- _Problema a_: Traduci in inglese questa frase del testo della pagina: "È arrivato il momento di spostarmi verso nord, verso l’Irlanda del Nord, in una delle capitali più critiche ed insanguinate d’Europa."

########

Per la seconda volta in vita mia, il ritorno da un viaggio in una città estera non coinciderà con un rientro a casa. Come fu nel 2008 per Liverpool-Manchester-Liverpool, anche stavolta tornando da Belfast farò rientro in un posto che non sarà Roma bensì Dublino.

È arrivato il momento di spostarmi verso nord, verso l’Irlanda del Nord, in una delle capitali più critiche ed insanguinate d’Europa.

Belfast non è una città come tutte le altre, il suo passato turbolento e di terra contesa e combattuta, la rendono inevitabilmente speciale. Lealisti contro repubblicani, protestanti contro cattolici, britannici contro irlandesi, un continuo braccio di ferro per un pezzo di isola che ha una sua storia molto particolare.

########

- _Problema b_: Restituisci identiche le linee delle righe comprese tra quella che contiene "Report the location of each instance of the rooftop" e quella che contiene "x=256, y=235", estremi inclusi.

Righe
########

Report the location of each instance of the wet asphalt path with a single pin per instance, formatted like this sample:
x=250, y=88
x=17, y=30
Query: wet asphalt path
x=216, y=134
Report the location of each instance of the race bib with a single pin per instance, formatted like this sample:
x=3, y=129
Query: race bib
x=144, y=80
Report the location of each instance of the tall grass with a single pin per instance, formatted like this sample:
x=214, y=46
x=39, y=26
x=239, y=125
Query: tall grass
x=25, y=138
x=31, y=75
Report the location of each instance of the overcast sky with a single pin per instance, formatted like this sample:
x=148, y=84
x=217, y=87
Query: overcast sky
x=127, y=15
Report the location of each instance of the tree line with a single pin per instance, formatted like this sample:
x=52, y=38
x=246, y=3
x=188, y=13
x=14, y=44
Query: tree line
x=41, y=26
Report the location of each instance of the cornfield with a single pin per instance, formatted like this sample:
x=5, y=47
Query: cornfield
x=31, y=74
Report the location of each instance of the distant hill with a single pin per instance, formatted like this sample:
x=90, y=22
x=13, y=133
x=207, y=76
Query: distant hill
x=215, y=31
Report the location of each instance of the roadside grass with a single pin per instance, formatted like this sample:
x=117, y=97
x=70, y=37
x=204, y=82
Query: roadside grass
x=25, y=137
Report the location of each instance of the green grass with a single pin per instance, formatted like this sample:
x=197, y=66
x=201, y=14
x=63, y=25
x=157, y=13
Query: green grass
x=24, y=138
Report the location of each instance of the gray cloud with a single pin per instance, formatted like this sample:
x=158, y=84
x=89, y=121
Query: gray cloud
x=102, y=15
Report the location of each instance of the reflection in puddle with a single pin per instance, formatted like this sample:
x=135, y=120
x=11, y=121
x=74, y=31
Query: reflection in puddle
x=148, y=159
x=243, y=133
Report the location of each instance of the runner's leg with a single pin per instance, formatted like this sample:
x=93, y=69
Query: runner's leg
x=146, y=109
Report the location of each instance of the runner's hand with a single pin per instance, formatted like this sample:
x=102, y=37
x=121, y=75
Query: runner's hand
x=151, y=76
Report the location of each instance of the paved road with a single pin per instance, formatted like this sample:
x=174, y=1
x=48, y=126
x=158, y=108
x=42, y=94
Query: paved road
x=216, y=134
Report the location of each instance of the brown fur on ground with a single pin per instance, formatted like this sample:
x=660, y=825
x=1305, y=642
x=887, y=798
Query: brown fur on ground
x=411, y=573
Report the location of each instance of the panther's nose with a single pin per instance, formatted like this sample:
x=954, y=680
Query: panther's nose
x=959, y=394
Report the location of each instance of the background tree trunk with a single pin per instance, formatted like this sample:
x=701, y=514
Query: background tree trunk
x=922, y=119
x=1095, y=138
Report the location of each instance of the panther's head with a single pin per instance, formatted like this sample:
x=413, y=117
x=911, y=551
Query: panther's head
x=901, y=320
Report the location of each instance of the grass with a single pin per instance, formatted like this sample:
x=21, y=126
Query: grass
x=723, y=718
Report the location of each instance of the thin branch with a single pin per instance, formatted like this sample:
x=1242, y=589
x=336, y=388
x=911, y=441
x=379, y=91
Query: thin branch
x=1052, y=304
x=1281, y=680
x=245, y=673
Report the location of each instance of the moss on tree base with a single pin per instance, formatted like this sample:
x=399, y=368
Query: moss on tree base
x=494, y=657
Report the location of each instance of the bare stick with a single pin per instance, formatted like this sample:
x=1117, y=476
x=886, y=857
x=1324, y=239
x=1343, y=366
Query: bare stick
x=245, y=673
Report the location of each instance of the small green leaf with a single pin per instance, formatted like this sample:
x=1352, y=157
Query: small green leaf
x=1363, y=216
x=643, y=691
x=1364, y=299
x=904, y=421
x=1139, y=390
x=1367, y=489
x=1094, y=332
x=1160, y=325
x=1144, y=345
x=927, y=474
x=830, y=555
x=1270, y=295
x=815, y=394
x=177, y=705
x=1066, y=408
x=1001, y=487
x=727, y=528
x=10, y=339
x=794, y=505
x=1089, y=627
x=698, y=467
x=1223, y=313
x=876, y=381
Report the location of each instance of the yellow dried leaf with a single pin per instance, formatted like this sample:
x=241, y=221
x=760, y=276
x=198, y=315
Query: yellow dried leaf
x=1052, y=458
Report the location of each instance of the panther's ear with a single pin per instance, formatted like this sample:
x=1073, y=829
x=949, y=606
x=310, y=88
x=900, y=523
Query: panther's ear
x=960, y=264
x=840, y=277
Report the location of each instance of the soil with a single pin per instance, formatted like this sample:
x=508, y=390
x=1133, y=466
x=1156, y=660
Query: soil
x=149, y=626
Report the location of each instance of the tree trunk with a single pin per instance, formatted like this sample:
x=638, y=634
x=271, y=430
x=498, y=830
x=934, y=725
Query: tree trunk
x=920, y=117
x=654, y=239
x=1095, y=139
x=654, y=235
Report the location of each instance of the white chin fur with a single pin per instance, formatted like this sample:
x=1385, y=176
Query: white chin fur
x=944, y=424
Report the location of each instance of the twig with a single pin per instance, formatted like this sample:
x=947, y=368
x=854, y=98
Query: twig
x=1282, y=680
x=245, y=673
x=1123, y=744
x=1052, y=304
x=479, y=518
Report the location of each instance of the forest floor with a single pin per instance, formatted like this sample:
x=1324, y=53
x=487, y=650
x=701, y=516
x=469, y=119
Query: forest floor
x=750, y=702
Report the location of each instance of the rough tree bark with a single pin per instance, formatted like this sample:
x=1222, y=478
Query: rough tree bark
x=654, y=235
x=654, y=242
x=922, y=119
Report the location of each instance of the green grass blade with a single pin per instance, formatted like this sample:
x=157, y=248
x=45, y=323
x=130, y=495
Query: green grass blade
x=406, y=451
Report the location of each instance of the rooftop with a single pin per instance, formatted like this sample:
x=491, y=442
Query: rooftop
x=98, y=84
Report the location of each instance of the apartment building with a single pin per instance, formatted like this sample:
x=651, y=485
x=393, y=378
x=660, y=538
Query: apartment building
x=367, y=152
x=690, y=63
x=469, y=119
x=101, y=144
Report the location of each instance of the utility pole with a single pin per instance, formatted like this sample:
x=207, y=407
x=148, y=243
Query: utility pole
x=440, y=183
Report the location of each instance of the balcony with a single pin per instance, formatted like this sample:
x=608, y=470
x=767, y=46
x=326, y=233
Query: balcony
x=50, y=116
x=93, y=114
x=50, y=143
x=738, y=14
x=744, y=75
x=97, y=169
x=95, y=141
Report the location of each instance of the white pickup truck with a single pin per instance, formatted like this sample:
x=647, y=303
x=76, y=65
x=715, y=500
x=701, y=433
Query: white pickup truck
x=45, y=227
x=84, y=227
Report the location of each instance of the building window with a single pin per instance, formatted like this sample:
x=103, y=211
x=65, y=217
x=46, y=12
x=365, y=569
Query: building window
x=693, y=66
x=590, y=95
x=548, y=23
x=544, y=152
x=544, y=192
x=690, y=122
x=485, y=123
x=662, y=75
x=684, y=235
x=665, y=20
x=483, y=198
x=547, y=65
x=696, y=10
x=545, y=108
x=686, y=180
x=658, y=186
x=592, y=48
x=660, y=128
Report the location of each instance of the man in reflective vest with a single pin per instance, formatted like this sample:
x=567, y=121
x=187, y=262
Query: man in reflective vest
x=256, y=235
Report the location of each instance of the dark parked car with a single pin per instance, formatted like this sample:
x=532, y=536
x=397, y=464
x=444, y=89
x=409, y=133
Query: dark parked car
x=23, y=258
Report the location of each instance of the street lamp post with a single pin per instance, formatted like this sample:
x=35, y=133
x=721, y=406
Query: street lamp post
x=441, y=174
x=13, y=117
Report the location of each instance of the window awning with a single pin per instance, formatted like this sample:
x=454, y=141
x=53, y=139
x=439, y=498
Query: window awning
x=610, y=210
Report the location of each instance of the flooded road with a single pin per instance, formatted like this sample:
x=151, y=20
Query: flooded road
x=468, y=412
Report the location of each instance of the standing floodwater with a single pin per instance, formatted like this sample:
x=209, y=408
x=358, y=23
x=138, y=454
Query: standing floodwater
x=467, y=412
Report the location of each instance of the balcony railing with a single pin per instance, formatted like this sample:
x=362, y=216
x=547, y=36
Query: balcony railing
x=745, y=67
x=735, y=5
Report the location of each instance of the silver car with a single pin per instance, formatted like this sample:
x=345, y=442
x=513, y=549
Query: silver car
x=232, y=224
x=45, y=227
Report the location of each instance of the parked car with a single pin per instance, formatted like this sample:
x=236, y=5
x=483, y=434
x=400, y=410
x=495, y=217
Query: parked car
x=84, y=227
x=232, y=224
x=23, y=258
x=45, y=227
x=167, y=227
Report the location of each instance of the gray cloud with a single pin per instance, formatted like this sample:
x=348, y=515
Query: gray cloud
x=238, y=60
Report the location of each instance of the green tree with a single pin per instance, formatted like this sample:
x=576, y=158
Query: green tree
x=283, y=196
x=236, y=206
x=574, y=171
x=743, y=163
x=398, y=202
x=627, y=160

########

- _Risposta a_: The time has come for me to move north, to Northern Ireland, to one of the most troubled and bloodstained capitals in Europe.

- _Risposta b_:
Report the location of each instance of the rooftop with a single pin per instance, formatted like this sample:
x=491, y=442
Query: rooftop
x=98, y=84
Report the location of each instance of the apartment building with a single pin per instance, formatted like this sample:
x=651, y=485
x=393, y=378
x=660, y=538
Query: apartment building
x=367, y=152
x=690, y=63
x=469, y=119
x=101, y=144
Report the location of each instance of the utility pole with a single pin per instance, formatted like this sample:
x=207, y=407
x=148, y=243
Query: utility pole
x=440, y=183
Report the location of each instance of the balcony with a single pin per instance, formatted like this sample:
x=608, y=470
x=767, y=46
x=326, y=233
Query: balcony
x=50, y=116
x=93, y=114
x=50, y=143
x=738, y=14
x=744, y=75
x=97, y=169
x=95, y=141
Report the location of each instance of the white pickup truck with a single pin per instance, formatted like this sample:
x=647, y=303
x=76, y=65
x=715, y=500
x=701, y=433
Query: white pickup truck
x=45, y=227
x=84, y=227
Report the location of each instance of the building window with a single pin per instance, formatted like this sample:
x=103, y=211
x=65, y=217
x=46, y=12
x=365, y=569
Query: building window
x=693, y=66
x=590, y=95
x=548, y=23
x=544, y=152
x=544, y=192
x=690, y=122
x=485, y=123
x=662, y=75
x=684, y=235
x=665, y=20
x=483, y=198
x=547, y=65
x=696, y=10
x=545, y=108
x=686, y=180
x=658, y=186
x=592, y=48
x=660, y=128
Report the location of each instance of the man in reflective vest with a single pin per instance, formatted like this sample:
x=567, y=121
x=187, y=262
Query: man in reflective vest
x=256, y=235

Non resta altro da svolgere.